====== THE INPUT

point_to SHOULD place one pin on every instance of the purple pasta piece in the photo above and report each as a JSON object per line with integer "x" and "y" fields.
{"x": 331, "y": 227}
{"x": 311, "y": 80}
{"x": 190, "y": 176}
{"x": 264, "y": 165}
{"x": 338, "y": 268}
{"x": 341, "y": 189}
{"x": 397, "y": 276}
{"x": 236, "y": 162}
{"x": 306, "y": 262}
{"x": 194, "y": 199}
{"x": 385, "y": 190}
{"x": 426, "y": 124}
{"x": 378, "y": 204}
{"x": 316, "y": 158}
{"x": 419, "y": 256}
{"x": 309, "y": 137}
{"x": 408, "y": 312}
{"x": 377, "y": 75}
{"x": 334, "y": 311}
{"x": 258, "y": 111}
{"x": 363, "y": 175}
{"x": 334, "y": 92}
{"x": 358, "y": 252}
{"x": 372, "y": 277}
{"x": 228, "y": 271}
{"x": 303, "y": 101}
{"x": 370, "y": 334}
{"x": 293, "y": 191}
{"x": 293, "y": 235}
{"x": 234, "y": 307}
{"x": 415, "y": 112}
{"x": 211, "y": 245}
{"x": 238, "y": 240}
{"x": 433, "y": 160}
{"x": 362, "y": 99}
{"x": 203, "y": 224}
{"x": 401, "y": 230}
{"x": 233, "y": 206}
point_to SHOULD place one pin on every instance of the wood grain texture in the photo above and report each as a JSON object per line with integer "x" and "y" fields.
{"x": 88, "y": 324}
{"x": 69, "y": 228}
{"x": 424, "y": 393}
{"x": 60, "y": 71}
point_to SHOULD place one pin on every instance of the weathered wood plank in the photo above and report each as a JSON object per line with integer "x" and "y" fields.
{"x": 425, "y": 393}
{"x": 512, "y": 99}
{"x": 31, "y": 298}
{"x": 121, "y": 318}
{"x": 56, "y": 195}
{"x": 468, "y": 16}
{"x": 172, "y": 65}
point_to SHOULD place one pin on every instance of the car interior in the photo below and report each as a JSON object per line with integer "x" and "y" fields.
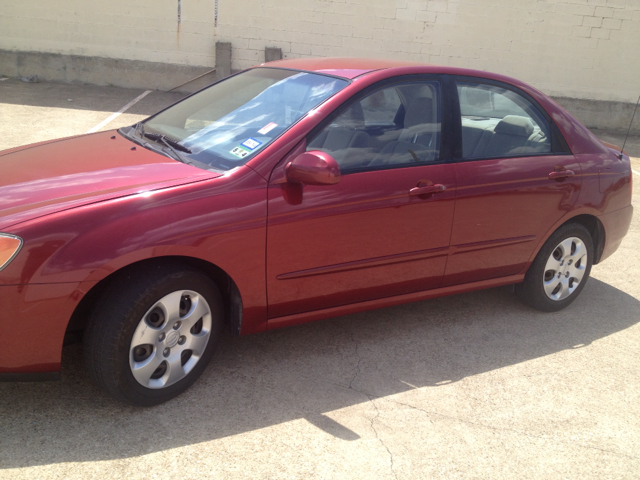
{"x": 396, "y": 125}
{"x": 401, "y": 125}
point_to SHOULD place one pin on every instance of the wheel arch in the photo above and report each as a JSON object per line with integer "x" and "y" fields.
{"x": 596, "y": 230}
{"x": 226, "y": 285}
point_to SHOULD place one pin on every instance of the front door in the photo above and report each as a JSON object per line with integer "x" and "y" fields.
{"x": 376, "y": 233}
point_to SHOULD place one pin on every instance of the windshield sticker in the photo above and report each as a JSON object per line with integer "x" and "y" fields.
{"x": 251, "y": 144}
{"x": 267, "y": 128}
{"x": 240, "y": 152}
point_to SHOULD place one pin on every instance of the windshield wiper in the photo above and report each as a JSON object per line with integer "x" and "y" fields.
{"x": 172, "y": 144}
{"x": 163, "y": 138}
{"x": 139, "y": 129}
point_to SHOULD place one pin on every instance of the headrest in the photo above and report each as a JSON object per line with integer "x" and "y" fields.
{"x": 515, "y": 125}
{"x": 352, "y": 117}
{"x": 420, "y": 111}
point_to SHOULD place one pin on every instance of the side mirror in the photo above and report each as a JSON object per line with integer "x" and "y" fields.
{"x": 313, "y": 168}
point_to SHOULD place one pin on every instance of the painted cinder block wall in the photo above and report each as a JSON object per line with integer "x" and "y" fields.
{"x": 581, "y": 49}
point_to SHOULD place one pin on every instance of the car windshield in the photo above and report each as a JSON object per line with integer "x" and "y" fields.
{"x": 225, "y": 125}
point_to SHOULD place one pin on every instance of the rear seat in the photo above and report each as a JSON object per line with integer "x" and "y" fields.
{"x": 512, "y": 135}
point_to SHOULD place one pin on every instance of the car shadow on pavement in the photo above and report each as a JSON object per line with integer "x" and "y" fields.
{"x": 304, "y": 372}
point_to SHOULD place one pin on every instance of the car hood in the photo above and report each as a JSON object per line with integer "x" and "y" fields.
{"x": 40, "y": 179}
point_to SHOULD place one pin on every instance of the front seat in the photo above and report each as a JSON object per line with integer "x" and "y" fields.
{"x": 344, "y": 139}
{"x": 417, "y": 141}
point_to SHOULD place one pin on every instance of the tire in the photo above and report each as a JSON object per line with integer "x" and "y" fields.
{"x": 152, "y": 333}
{"x": 560, "y": 270}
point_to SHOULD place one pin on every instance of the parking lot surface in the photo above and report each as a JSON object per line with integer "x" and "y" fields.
{"x": 470, "y": 386}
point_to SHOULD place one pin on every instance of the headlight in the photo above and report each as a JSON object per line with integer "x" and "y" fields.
{"x": 9, "y": 248}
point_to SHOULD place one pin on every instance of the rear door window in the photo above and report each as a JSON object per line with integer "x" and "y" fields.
{"x": 497, "y": 122}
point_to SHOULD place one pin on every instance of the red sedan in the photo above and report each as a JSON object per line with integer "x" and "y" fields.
{"x": 290, "y": 192}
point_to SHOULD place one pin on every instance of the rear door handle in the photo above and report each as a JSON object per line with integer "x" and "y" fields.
{"x": 561, "y": 174}
{"x": 427, "y": 189}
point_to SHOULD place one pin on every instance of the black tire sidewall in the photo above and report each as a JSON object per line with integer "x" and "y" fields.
{"x": 118, "y": 315}
{"x": 531, "y": 291}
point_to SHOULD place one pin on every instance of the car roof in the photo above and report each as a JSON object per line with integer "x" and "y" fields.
{"x": 341, "y": 67}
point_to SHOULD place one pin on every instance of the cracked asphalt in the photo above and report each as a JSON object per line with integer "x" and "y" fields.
{"x": 469, "y": 386}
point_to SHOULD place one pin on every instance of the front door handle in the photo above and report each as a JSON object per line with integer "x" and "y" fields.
{"x": 556, "y": 174}
{"x": 427, "y": 189}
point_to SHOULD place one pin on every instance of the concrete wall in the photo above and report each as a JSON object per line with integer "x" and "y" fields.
{"x": 576, "y": 49}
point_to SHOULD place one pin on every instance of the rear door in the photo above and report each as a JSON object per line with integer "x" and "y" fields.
{"x": 516, "y": 178}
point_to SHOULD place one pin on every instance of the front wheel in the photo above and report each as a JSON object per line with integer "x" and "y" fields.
{"x": 152, "y": 334}
{"x": 560, "y": 270}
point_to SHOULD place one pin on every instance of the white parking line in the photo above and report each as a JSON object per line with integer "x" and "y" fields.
{"x": 119, "y": 112}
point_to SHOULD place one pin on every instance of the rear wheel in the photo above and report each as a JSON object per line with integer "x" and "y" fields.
{"x": 152, "y": 334}
{"x": 560, "y": 270}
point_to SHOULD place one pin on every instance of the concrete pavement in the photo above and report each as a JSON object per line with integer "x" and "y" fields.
{"x": 469, "y": 386}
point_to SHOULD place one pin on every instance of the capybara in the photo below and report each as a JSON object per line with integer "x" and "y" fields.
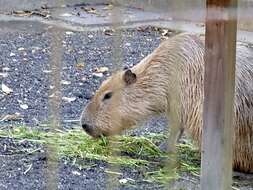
{"x": 170, "y": 81}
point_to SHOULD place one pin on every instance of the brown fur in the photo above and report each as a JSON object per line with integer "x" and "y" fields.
{"x": 170, "y": 80}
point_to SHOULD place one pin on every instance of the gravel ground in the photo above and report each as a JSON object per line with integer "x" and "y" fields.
{"x": 24, "y": 68}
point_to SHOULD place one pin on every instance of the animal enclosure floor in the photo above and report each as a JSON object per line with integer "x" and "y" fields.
{"x": 87, "y": 61}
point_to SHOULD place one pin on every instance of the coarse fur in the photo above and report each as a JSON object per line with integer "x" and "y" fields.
{"x": 170, "y": 81}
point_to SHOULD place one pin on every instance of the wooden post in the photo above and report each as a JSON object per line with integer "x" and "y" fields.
{"x": 219, "y": 83}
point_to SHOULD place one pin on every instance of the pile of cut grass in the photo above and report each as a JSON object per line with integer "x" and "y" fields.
{"x": 131, "y": 151}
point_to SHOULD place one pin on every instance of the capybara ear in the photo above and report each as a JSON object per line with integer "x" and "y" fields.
{"x": 129, "y": 77}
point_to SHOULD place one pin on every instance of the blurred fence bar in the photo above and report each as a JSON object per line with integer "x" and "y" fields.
{"x": 54, "y": 105}
{"x": 219, "y": 84}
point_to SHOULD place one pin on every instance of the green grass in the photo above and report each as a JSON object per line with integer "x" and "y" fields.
{"x": 131, "y": 151}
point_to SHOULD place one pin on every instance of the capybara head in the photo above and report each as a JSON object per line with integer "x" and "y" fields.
{"x": 118, "y": 104}
{"x": 106, "y": 114}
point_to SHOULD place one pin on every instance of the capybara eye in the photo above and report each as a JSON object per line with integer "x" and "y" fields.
{"x": 107, "y": 96}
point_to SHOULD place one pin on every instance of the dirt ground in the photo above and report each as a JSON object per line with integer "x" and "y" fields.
{"x": 24, "y": 67}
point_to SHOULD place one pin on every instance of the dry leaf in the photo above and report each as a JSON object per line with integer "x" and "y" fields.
{"x": 6, "y": 89}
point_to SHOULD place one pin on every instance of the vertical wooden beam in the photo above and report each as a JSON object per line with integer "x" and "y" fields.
{"x": 219, "y": 83}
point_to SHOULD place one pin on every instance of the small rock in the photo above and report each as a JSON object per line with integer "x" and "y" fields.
{"x": 64, "y": 82}
{"x": 24, "y": 106}
{"x": 6, "y": 89}
{"x": 12, "y": 54}
{"x": 102, "y": 69}
{"x": 69, "y": 99}
{"x": 98, "y": 75}
{"x": 69, "y": 33}
{"x": 76, "y": 173}
{"x": 80, "y": 65}
{"x": 21, "y": 49}
{"x": 66, "y": 15}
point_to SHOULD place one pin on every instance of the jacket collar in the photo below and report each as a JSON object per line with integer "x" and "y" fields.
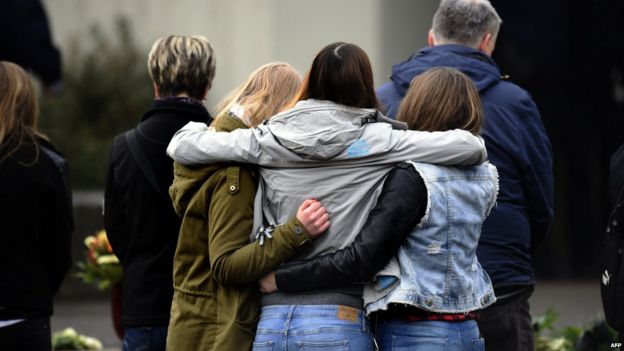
{"x": 478, "y": 66}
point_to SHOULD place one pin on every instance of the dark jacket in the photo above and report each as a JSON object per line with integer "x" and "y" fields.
{"x": 140, "y": 221}
{"x": 399, "y": 208}
{"x": 517, "y": 145}
{"x": 25, "y": 39}
{"x": 37, "y": 224}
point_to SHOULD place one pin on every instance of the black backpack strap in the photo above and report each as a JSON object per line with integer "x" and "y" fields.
{"x": 145, "y": 167}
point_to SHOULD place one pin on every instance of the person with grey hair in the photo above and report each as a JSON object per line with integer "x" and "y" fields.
{"x": 463, "y": 36}
{"x": 139, "y": 218}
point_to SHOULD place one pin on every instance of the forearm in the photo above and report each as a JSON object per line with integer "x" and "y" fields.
{"x": 251, "y": 262}
{"x": 195, "y": 144}
{"x": 399, "y": 209}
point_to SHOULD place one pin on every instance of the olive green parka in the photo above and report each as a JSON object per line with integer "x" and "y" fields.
{"x": 216, "y": 302}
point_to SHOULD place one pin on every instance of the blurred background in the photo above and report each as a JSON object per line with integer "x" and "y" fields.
{"x": 568, "y": 54}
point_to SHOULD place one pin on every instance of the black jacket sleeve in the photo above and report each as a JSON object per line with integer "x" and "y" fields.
{"x": 115, "y": 207}
{"x": 59, "y": 221}
{"x": 400, "y": 207}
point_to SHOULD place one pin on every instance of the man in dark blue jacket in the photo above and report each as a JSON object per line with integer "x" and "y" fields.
{"x": 463, "y": 36}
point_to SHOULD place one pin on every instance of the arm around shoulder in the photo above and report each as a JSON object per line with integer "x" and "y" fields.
{"x": 399, "y": 209}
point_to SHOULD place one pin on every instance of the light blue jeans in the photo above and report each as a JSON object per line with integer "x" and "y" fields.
{"x": 313, "y": 327}
{"x": 399, "y": 335}
{"x": 145, "y": 339}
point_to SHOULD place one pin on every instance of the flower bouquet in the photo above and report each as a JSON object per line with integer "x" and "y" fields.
{"x": 101, "y": 266}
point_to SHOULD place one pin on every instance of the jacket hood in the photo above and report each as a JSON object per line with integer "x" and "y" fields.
{"x": 188, "y": 180}
{"x": 318, "y": 129}
{"x": 478, "y": 66}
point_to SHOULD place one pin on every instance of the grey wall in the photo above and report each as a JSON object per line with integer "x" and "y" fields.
{"x": 247, "y": 34}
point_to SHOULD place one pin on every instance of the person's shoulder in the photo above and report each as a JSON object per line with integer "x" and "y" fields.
{"x": 50, "y": 152}
{"x": 505, "y": 92}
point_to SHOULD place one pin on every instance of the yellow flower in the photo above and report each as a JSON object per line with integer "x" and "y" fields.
{"x": 107, "y": 259}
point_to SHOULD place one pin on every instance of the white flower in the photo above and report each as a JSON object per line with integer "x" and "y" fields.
{"x": 107, "y": 259}
{"x": 71, "y": 332}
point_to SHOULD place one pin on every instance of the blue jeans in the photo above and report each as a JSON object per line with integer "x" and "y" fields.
{"x": 400, "y": 335}
{"x": 145, "y": 339}
{"x": 312, "y": 327}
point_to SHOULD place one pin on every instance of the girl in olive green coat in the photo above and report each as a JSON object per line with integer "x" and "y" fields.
{"x": 216, "y": 301}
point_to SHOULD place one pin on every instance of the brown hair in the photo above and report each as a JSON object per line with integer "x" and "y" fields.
{"x": 342, "y": 73}
{"x": 182, "y": 64}
{"x": 265, "y": 92}
{"x": 18, "y": 110}
{"x": 441, "y": 99}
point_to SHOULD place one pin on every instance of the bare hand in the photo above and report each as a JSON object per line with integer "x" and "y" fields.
{"x": 314, "y": 217}
{"x": 267, "y": 284}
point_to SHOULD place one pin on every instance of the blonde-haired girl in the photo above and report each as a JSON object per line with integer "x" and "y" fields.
{"x": 36, "y": 217}
{"x": 216, "y": 302}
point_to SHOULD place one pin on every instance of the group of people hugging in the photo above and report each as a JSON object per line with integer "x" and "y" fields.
{"x": 300, "y": 217}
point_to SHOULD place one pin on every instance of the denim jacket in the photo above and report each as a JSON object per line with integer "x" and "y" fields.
{"x": 437, "y": 264}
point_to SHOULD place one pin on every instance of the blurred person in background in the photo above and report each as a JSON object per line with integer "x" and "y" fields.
{"x": 35, "y": 214}
{"x": 25, "y": 39}
{"x": 216, "y": 302}
{"x": 139, "y": 218}
{"x": 463, "y": 36}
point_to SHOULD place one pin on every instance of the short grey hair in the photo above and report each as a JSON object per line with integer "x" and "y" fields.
{"x": 464, "y": 22}
{"x": 182, "y": 64}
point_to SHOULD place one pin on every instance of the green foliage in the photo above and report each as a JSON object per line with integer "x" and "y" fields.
{"x": 100, "y": 266}
{"x": 104, "y": 275}
{"x": 69, "y": 339}
{"x": 107, "y": 89}
{"x": 597, "y": 336}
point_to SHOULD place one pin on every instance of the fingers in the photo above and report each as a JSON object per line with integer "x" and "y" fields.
{"x": 305, "y": 204}
{"x": 312, "y": 207}
{"x": 324, "y": 227}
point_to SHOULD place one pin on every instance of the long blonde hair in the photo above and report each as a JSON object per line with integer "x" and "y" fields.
{"x": 266, "y": 92}
{"x": 18, "y": 110}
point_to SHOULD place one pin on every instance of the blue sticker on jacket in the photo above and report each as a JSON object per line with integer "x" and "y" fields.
{"x": 358, "y": 149}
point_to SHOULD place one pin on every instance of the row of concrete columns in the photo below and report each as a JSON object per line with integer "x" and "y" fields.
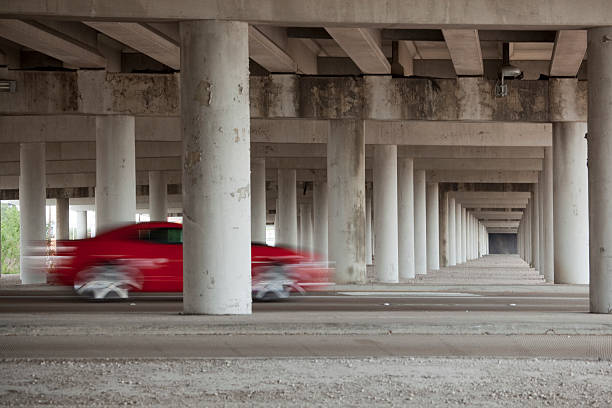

============

**TASK DESCRIPTION**
Which lines in the data above contain the string "wooden"? Pull out each of them in full.

**FINAL RESULT**
point_to SHOULD place one pin on every instance of the wooden post in the photo above and report each as a JSON object per line with integer "x" and "y" fields.
point_to SHOULD place one pin on every instance of the vertical wooden beam in the photo above and report each as a JSON object per line with integer "x" and "y" fields.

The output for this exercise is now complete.